### What to produce
Rewrite the records from the line containing "ceiling in the image above." through the end of the records, including that line, as a numbered list with blank lines left out.

— Begin Entries provided —

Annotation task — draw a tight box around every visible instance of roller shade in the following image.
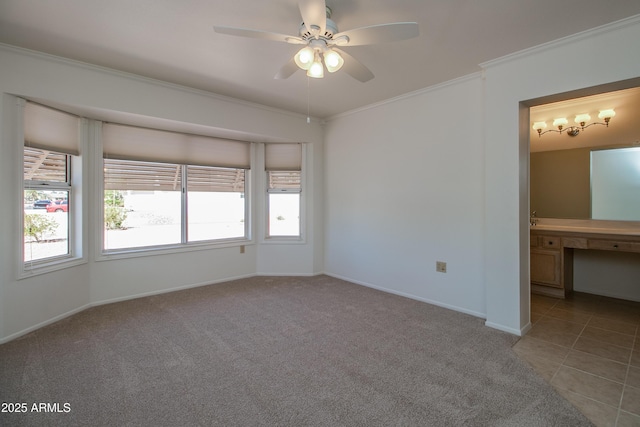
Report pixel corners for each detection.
[267,171,302,193]
[23,147,69,182]
[264,143,302,171]
[102,123,251,169]
[24,101,80,156]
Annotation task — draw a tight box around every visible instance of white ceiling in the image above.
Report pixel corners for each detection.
[0,0,640,118]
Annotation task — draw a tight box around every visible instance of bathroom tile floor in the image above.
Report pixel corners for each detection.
[513,292,640,427]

— End Entries provided —

### Answer to this exercise
1. Annotation task — draw a tight box around every visible instance of white ceiling in the image above.
2. Report pixel corners for each detection.
3. [0,0,640,118]
4. Annotation task — draw a tight box around every visible instance of bathroom tile floor in the image above.
5. Report pixel corners for each detection.
6. [513,292,640,427]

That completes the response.